----- Extracted text -----
Longstaff took an interest in demographic statistics and wrote several publications, including Studies in Statistics, Social, Political, and Medical (1891). He revived his interest in entomology during a trip through India and Sri Lanka in 1903 to 1904, accompanied by his second wife. He wrote a book Butterfly Hunting in Many Lands (1912). He collected some 14,000 specimens which were donated to the Hope collection at Oxford.

He was vice president of the Royal Statistical Society and the Royal Entomological Society. He was a fellow of the Linnean Society of London, the Geological Society of London, and the Royal Entomological Society.

During World War I, Longstaff volunteered as the chief inspector of the Wandsworth section from 1914 to 1917, resigning due to poor health.

== Personal life ==
Longstaff married Sara Leam Dixon of Southampton in 1875. They had two sons and two daughters. In 1906, he married his second wife, the geologist Mary Jane Donald.

He was active with the Charity Organisation Society for more than thirty years, serving as chairman for the Wandsworth committee.

Longstaff died at his home Highlands in Putney Heath, Wimbleton, London on 7 May 1921, after a long illness. He was buried in Putney Vale Cemetery. He donated £1000 to the Entomological Society before his death.
----- Information given -----
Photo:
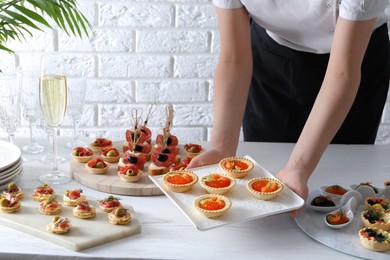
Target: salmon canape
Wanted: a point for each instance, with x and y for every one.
(265, 188)
(217, 183)
(97, 166)
(72, 197)
(212, 205)
(180, 181)
(10, 203)
(110, 155)
(14, 189)
(109, 203)
(82, 154)
(130, 173)
(119, 216)
(43, 192)
(50, 206)
(100, 143)
(374, 239)
(84, 210)
(237, 167)
(376, 219)
(59, 225)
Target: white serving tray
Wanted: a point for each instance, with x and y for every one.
(244, 206)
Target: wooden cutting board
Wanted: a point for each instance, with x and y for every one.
(84, 233)
(111, 182)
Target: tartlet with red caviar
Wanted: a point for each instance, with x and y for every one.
(97, 166)
(264, 188)
(82, 154)
(217, 183)
(237, 167)
(212, 205)
(180, 181)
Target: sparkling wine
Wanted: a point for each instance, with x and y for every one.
(53, 98)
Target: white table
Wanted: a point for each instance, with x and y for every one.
(167, 233)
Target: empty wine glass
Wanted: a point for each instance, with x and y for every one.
(53, 99)
(30, 107)
(10, 103)
(75, 108)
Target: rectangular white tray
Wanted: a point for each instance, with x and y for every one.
(244, 205)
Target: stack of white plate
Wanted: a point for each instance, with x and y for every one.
(11, 167)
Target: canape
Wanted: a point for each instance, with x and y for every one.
(212, 205)
(237, 167)
(82, 154)
(217, 183)
(130, 173)
(59, 225)
(180, 181)
(265, 188)
(119, 216)
(84, 210)
(97, 166)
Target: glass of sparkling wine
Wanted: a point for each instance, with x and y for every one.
(53, 100)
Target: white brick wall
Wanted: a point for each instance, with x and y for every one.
(141, 52)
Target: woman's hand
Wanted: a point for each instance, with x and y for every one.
(296, 181)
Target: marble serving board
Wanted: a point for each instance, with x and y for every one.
(111, 182)
(345, 239)
(84, 233)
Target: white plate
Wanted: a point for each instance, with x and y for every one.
(9, 154)
(345, 240)
(244, 205)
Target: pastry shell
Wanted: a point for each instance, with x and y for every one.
(212, 213)
(381, 225)
(374, 245)
(180, 187)
(98, 170)
(264, 195)
(218, 190)
(235, 173)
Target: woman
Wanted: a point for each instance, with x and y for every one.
(317, 72)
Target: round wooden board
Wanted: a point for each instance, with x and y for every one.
(111, 182)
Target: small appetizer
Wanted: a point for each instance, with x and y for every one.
(212, 205)
(130, 173)
(119, 216)
(337, 218)
(336, 189)
(109, 203)
(264, 188)
(237, 167)
(323, 201)
(110, 155)
(59, 225)
(100, 143)
(376, 219)
(43, 192)
(374, 239)
(84, 210)
(82, 154)
(180, 181)
(10, 203)
(375, 203)
(50, 206)
(14, 189)
(97, 166)
(72, 197)
(217, 183)
(192, 150)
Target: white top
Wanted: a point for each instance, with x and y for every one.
(307, 25)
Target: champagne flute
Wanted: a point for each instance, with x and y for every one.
(53, 99)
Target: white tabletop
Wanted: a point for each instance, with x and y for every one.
(167, 234)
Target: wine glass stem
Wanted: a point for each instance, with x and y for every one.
(55, 165)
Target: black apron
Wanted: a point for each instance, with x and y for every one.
(285, 83)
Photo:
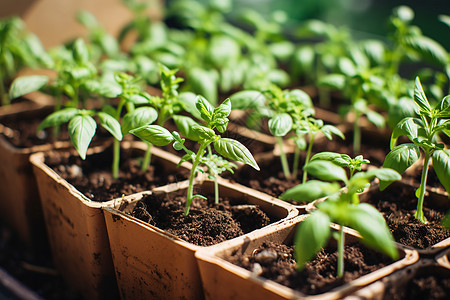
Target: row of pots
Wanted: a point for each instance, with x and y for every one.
(97, 237)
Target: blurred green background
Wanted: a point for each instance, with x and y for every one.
(364, 17)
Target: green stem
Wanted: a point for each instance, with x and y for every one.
(147, 157)
(296, 162)
(195, 164)
(308, 156)
(341, 242)
(4, 94)
(116, 159)
(423, 183)
(283, 157)
(356, 135)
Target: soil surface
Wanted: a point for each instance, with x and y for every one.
(93, 176)
(276, 262)
(432, 285)
(207, 223)
(398, 204)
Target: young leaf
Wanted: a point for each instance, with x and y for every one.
(139, 117)
(310, 191)
(234, 150)
(247, 99)
(370, 224)
(153, 134)
(26, 84)
(420, 98)
(441, 165)
(82, 130)
(280, 124)
(311, 236)
(326, 170)
(205, 108)
(111, 124)
(58, 117)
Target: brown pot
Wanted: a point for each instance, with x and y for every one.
(224, 280)
(76, 227)
(150, 263)
(20, 207)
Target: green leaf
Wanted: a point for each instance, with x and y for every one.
(81, 130)
(399, 159)
(26, 84)
(375, 118)
(370, 224)
(205, 108)
(328, 130)
(420, 98)
(138, 118)
(280, 124)
(153, 134)
(188, 99)
(310, 191)
(111, 124)
(234, 150)
(58, 117)
(247, 99)
(408, 126)
(312, 235)
(441, 165)
(326, 170)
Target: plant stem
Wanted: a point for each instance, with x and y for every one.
(195, 164)
(296, 162)
(284, 163)
(147, 157)
(308, 156)
(116, 159)
(341, 242)
(4, 94)
(423, 183)
(356, 134)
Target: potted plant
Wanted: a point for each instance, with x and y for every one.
(165, 253)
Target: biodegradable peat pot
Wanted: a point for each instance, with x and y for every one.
(76, 227)
(398, 202)
(20, 207)
(150, 263)
(224, 280)
(427, 279)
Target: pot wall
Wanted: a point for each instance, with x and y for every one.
(224, 280)
(77, 231)
(163, 265)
-----
• **Set of tasks**
1: Please answer these questions from the Longstaff biography:
(a) In what year did Longstaff marry Sara Leam Dixon?
(b) About how many specimens did he collect?
(c) In which cemetery was he buried?
2: According to the Longstaff biography, why did he stop serving as chief inspector of the Wandsworth section? Answer in one to three sentences.
3: Carry on the Longstaff biography from its final sentence.

• **Answers**
1:
(a) 1875
(b) Some 14,000
(c) Putney Vale Cemetery

2: He resigned because of poor health. He had volunteered in the role during World War I, from 1914 to 1917.

3:
== Publications ==

=== Articles ===
- "The Recent Decline in the English Death-Rate Considered in Connection with the Causes of Death". Journal of the Statistical Society of London vol. 47, no. 2 (June 1884), pp. 221-258. .
- "Suggestions for the Census of 1891". Journal of the Royal Stattistical Society vol. 52, no. 3 (September 1889), pp. 436-467. .
- "Rural Depopulation". Journal of the Royal Statistical Society, vol. 56, no. 3 (September 1893), pp. 380-433. .
- "The Present Population of the Uinited Kingdom, 5th April, 1896". Journal of the Royal Statistical Society vol. 59, no. 2 (June 1896), pp. 387-392.

=== Books ===
- Studies in Statistics, Social, Political, and Medical. London: Edward Stanford, 1891.
- The Langstaffs of Teesdale and Weardale. Materials for a History of a Yeoman Family. London: Mitchell Hughes & Clarke, 1906.
- Butterfly-Hunting in Many Lands; Notes of a Field Naturalist. London: Longmans, Green, and Co., 1912.